One giant leap for humankind, or starving punch-drunk while on the barren moon?

Monday, October 13th, 2008

Buzz Aldrin
- Terence McKenna
In the summer of ‘69, as my brother David and I pigged out on potato chips and sipped Tang, we watched in astonishment, as Buzz Aldrin and Neil Armstrong hypnotizingly bounced around on our shining Moon. Young David was five and I was nine. As our grainy black & white Zenith set fluttered otherworldly phenomena, I offered the simple explanation that the reason for the 3-second gaps in communication was, that it took time for Mission Control’s messages to reach the moon module, and then a bit more, for the astronauts radioed responses to rebound back here.
Years later, David told me that he had clearly heard what I was explaining, but that it was too much back then for his young mind to comprehend what it actually meant.
Since our last Apollo returned, the comprehension required to understand inner workings of mechanisms orbiting over our heads has increased exponentially. Nowadays, NASA has astronomical plans to establish a permanent colonization base near our satellite’s south pole. From a positive engineering aspect, this extremity appears to be ice-capped and gathers abundant sunshine. For decades, there has been speculation that whoever wields power over this new Moon, will also reign supreme, lighting over Earth with military “defense” weaponry and more. Gearing up for this, our space agency is making sustained efforts to make Moon travel appealing and even promising for average Joe Spud’s like David and I. Recently the NASA website, Apollo Chronicles featured an article “Jack Skis the Moon,” comparing the Moon’s Mt. Hadley Delta to Sun Valley’s Dollar Mountain. To read about this skyrocketing ski run see: http://science.nasa.gov/headlines/y2006/17jan_jack.htm
The Moon resembles Dollar Mountain!
A prime moon-mover and dust shaker, partially eclipsed in this piece, is former astronaut Harrison Schmitt. Mr. Schmitt is geology engineer, who has started a corporation for extracting Helium -3 from the moon. In the well-crafted NASA article, readers get the playful feeling that any stuck in the mud that is not rooting for buoyant moon bounces, must be flat out against fun. The accepted wisdom is that pish-poshing un-patriotics should be made to munch on moon dust.

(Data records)
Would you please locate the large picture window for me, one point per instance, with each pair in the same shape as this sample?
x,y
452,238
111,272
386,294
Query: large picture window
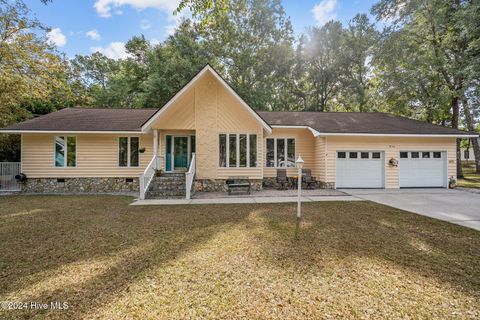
x,y
237,150
280,152
128,154
65,151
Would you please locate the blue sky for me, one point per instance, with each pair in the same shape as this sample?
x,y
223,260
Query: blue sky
x,y
82,27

_Tasks to complete_
1. Answer these about the Moon essay:
(a) How old was David in the summer of '69?
(b) What does NASA plan to establish near the Moon's south pole?
(c) What has Harrison Schmitt started a corporation to do?
2. Carry the Moon essay forward from its last sentence with a few more paragraphs in the same voice.
None of the rows are needed here.

_Responses_
1.
(a) Five.
(b) A permanent colonization base.
(c) Extract Helium-3 from the moon.

2.
Ironically, it could be that this heavenly body ceaselessly revolving about us, will wind up saving us savage beasts from ourselves. In one giant leap for humankind, fusion power fueled by the Moon’s ethereal helium-3 could become the spark for transport methods of never-ending energy -an upholding solution to our self-wrought energy crisis. Scientific researchers at Princeton University Plasma Plastics Lab have speculated that over one millions tons of helium-3 could be scraped from the top of the Moon. At the going rate of $3 million a ton; if divided equally, the total would put a half-million dollars into every earthling’s back pocket.
It’s nice to imagine such a bright future, but down-to-earth-doubters point out that NASA is renowned for exorbitant cost overruns and does not put spending skycaps on such undertakings. In 2002, NASA even deleted from its mission statement the simple words, “to understand and protect our home planet .” How can the gravity of the good outweigh the bad, if we invest heavily in moon missions at a time when our country is facing $$ Mountains of debt? Here we are, potentially aiming with billions of bucks trying to turn a profitable shipping lane in the sky; meanwhile, in years of overabundance, while begging for money, most earthly food banks turn down fresh Idaho and Canadian potatoes, because they are considered too heavy for shipping.
Potato variety
Although the Moon is apparently currently barren of sustaining food, our milling axis of humanity will likely expand moon colonization efforts, including farming, if this gold rush of the new millennium proves to be profitable. In fact, students from Fort Hall Indian Reservation’s Bannock High School recently conducted a successful potato growing experiment on Space Shuttle Atlantis.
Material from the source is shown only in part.